** Aim of the task **
Output the data below line for line, with no changes.
====
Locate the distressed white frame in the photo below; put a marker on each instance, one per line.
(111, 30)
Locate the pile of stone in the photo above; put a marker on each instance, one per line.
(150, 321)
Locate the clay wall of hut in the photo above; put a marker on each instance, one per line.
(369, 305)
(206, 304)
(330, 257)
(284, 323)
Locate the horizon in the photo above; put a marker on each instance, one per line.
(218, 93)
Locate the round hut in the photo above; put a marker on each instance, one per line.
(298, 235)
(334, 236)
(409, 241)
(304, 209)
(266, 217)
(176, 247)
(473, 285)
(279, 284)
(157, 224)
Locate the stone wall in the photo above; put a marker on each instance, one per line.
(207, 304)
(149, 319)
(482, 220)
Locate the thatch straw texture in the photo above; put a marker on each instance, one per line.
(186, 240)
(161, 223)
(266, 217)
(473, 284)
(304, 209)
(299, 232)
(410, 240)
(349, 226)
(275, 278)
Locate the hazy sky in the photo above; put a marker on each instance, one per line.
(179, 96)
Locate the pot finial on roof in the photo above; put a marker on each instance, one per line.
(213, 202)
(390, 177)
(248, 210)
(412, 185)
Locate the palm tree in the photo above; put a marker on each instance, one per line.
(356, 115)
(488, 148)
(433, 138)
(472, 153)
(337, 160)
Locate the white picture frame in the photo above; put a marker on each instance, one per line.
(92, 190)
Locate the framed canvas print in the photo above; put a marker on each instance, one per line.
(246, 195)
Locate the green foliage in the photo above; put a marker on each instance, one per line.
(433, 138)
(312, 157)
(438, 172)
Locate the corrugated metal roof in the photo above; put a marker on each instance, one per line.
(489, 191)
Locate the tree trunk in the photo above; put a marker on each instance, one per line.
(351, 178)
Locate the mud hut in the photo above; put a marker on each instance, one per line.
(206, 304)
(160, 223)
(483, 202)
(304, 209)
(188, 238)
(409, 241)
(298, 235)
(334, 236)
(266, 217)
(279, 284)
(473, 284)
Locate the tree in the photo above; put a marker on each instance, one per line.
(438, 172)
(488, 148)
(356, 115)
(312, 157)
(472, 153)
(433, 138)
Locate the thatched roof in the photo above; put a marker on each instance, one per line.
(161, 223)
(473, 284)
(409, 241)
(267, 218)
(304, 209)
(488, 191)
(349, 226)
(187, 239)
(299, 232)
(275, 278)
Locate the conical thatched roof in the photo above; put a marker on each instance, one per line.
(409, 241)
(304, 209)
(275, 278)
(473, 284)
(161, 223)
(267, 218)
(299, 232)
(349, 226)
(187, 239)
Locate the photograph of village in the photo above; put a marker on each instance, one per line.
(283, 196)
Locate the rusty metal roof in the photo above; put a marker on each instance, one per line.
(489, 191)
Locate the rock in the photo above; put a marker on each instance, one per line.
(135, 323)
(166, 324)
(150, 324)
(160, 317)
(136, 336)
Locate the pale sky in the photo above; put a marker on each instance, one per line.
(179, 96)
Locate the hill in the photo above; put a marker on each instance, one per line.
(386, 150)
====
** Final result **
Locate the distressed white frame in the photo below; put a marker on each instance, one per line.
(111, 30)
Locate the pile of stone in the photo above; put a marker on each instance, one per line.
(150, 321)
Locate the clay wall of hut in the photo above; put a marker on each instance, one per line.
(369, 305)
(206, 304)
(330, 257)
(284, 323)
Locate the horizon in the photo above; put a marker on each instance, one per line.
(218, 93)
Locate the round hut in the photo above; put a marker on each instance, one per line.
(298, 235)
(334, 236)
(409, 241)
(304, 209)
(266, 217)
(176, 247)
(473, 285)
(279, 284)
(157, 224)
Locate the stone wall in the photo above; put a marker on each instance, one per line.
(207, 304)
(149, 319)
(482, 220)
Locate the thatch straw texture in the photo above; put a marker on each instance, one per line.
(186, 240)
(161, 223)
(266, 217)
(473, 284)
(304, 209)
(299, 232)
(410, 240)
(349, 226)
(275, 278)
Locate the hazy sky in the photo above; put a marker on each instance, one per line.
(179, 96)
Locate the pot finial on roof in the photo above; put a marker on each instance, one per line.
(213, 202)
(390, 177)
(248, 210)
(412, 185)
Locate the palm tree in the photo above; put a marker on each instance, one per line.
(356, 115)
(488, 148)
(433, 138)
(472, 153)
(337, 160)
Locate the white picture frame in the photo above; put a marker on each instance, one per line.
(92, 190)
Locate the framed canvas print in the photo above; put a marker on each instance, one per line.
(246, 195)
Locate the green foliage in the photo above; put a marker on each instance, one per line.
(433, 138)
(312, 157)
(438, 172)
Locate the corrugated metal roof in the photo above; put a marker on each instance, one per line.
(489, 191)
Locate the tree trunk in the photo above; put a marker on each instance, one per line.
(351, 178)
Locate the mud hut in the photo above; put a marker on each instance, one per line.
(206, 304)
(160, 223)
(483, 202)
(304, 209)
(188, 238)
(409, 241)
(298, 235)
(334, 236)
(266, 217)
(279, 284)
(473, 284)
Locate the tree in the photo above; put a marker on each instance, one per line.
(438, 172)
(488, 148)
(356, 115)
(312, 157)
(472, 153)
(433, 138)
Locate the thatched roof in the photo above; put a marker on each instance, one per line.
(161, 223)
(473, 284)
(409, 241)
(267, 218)
(304, 209)
(488, 191)
(349, 226)
(187, 239)
(299, 232)
(275, 278)
Locate the conical thatched roof in the photo above; put a marker on each instance, one per line.
(409, 241)
(304, 209)
(275, 278)
(473, 284)
(161, 223)
(267, 218)
(299, 232)
(349, 226)
(187, 239)
Locate the photograph of village in the photo above; put a marker on each instance, one per line.
(283, 196)
Locate the rusty metal roof in the photo above; put a marker on each instance, one per line.
(489, 191)
Locate the rock in the photo above; put a marker on each instance, one per line.
(135, 323)
(166, 324)
(150, 324)
(160, 317)
(136, 336)
Locate the pale sky in the photo above; put a marker on each instance, one per line.
(179, 96)
Locate the hill in the photo above; put a marker on each instance, one per line.
(386, 150)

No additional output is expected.